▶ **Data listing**
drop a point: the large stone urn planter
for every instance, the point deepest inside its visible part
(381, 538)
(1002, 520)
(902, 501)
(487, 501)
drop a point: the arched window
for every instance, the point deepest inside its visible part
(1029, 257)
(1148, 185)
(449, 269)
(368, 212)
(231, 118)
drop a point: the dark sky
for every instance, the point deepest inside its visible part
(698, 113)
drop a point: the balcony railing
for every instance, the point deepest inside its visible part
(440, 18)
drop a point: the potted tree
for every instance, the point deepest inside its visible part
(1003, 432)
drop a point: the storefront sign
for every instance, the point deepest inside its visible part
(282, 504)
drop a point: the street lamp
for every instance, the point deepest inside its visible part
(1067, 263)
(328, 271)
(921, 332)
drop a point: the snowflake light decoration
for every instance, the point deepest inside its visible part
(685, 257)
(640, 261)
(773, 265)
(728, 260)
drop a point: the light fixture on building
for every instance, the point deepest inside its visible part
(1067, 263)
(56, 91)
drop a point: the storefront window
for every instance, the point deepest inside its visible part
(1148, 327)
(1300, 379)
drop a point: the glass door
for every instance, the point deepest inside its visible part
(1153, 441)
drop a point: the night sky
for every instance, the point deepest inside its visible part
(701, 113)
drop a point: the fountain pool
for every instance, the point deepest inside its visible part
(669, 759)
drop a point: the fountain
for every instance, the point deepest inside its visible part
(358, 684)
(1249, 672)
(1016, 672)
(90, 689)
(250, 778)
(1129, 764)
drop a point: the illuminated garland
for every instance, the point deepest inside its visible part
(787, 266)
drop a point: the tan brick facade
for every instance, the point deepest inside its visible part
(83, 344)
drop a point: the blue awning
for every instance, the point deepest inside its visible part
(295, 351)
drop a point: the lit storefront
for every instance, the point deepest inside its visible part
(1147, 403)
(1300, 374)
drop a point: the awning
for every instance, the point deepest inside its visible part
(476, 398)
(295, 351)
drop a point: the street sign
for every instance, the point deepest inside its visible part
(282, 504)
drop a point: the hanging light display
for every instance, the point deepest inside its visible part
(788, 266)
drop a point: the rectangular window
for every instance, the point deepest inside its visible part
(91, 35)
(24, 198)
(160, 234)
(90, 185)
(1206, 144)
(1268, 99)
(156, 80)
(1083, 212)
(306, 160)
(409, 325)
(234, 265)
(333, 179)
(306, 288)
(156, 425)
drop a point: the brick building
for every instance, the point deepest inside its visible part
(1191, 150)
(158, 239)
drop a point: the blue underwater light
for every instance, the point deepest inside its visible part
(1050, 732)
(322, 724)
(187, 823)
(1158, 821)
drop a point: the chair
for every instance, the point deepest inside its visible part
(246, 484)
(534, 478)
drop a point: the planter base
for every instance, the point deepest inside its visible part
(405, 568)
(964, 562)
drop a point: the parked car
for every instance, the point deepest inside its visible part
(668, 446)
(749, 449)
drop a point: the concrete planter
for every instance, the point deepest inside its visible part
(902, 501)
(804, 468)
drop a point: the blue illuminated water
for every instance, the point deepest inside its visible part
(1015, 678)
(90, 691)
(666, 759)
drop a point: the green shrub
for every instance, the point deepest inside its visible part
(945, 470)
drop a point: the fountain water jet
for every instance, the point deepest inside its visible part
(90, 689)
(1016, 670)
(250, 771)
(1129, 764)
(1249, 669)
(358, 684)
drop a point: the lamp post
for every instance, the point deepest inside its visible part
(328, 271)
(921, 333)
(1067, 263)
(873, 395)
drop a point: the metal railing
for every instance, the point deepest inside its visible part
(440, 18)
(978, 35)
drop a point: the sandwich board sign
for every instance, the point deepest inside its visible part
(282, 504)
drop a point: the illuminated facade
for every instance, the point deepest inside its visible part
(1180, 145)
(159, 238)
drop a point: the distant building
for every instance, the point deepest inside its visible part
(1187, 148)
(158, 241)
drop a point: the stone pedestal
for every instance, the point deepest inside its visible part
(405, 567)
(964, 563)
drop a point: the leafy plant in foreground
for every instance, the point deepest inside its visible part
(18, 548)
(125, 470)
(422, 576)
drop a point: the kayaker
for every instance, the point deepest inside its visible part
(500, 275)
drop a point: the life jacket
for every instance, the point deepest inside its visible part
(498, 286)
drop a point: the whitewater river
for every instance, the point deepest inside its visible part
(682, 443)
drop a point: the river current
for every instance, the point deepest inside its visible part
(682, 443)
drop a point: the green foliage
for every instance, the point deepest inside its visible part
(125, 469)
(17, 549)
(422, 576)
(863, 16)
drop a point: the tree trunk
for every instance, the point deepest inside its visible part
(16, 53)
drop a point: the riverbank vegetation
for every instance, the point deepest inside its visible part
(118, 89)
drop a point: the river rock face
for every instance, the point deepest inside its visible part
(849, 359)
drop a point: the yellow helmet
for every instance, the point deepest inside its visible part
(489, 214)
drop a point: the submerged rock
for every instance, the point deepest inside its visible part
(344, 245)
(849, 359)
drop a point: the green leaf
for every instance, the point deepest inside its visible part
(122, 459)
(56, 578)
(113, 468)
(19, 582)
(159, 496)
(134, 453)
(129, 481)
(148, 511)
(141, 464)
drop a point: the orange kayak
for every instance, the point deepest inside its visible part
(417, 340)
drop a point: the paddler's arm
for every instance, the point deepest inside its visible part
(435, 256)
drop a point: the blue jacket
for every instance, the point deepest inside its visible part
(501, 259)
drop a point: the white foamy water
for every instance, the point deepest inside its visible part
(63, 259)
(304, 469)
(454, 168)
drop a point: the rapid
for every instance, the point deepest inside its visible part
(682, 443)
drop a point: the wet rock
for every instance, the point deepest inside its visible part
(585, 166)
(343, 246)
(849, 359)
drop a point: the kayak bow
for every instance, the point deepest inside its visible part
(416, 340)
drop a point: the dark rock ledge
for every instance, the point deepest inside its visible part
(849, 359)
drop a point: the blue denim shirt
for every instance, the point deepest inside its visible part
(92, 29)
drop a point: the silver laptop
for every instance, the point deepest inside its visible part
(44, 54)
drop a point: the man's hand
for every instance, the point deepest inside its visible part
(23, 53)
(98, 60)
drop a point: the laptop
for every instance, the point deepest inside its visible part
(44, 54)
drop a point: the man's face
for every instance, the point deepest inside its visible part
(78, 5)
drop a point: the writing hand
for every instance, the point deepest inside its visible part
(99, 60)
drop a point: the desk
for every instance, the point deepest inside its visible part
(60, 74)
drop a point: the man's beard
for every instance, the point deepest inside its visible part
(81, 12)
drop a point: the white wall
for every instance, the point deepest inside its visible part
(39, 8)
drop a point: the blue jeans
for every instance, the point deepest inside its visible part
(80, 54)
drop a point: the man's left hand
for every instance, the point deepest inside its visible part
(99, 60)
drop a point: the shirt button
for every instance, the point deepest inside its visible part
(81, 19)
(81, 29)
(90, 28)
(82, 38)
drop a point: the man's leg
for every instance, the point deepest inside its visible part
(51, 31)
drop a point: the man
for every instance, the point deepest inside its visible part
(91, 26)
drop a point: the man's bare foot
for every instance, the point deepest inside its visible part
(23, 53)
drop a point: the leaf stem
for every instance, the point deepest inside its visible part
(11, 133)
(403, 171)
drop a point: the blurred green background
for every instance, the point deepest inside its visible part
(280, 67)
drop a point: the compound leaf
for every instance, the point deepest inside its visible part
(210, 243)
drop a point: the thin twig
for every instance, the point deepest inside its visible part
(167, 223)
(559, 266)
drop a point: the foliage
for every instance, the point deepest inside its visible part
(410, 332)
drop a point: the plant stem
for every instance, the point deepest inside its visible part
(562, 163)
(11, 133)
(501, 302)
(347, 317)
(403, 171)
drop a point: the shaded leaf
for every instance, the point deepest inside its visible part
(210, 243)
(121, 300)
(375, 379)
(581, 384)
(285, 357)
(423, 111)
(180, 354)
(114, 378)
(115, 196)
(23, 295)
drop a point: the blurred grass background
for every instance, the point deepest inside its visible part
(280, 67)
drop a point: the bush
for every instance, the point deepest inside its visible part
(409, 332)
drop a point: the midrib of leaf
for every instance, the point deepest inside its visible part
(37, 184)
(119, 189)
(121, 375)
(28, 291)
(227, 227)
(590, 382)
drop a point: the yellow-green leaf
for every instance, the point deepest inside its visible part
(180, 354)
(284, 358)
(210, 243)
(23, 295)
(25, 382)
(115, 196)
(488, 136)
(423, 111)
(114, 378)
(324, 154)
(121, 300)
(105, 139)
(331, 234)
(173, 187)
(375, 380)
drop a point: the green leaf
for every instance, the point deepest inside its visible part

▶ **GIVEN TASK**
Your task is to transcribe the line containing "drop a point: the blurred green background" and every line after it, through the last line of the data, exactly as written and with nothing more.

▶ **PROBLEM SOLUTION**
drop a point: the blurred green background
for every instance, the point deepest inside its visible part
(280, 67)
drop a point: the compound leaf
for every instance, the point deepest inside its visible part
(210, 243)
drop a point: the thin twig
for every instance, the point deepest inside its visible part
(167, 223)
(559, 266)
drop a point: the foliage
for every instance, the point deepest inside its visible part
(410, 332)
drop a point: the plant stem
for every instance, the point deepest inside its visible part
(562, 163)
(11, 133)
(501, 302)
(347, 317)
(403, 171)
drop a point: the shaded leaf
for every instance, the point deepest inside its visible part
(210, 243)
(121, 300)
(375, 379)
(581, 384)
(285, 357)
(423, 111)
(180, 354)
(114, 378)
(115, 196)
(23, 295)
drop a point: the blurred grass background
for every instance, the point deepest inside its visible part
(280, 67)
drop a point: the bush
for every instance, the point deepest inside its visible part
(409, 332)
drop a point: the midrib of leaf
for every instance, the point deepest inside its visible part
(37, 184)
(119, 189)
(121, 375)
(28, 291)
(227, 227)
(590, 382)
drop a point: the yellow-green leaf
for every instance, the point deepest inside its visible part
(180, 354)
(284, 358)
(210, 243)
(23, 295)
(25, 382)
(115, 196)
(488, 136)
(423, 111)
(114, 378)
(324, 154)
(121, 300)
(105, 139)
(331, 234)
(173, 187)
(375, 380)
drop a point: the green leaf
for every instance, the point deepest inside its visible part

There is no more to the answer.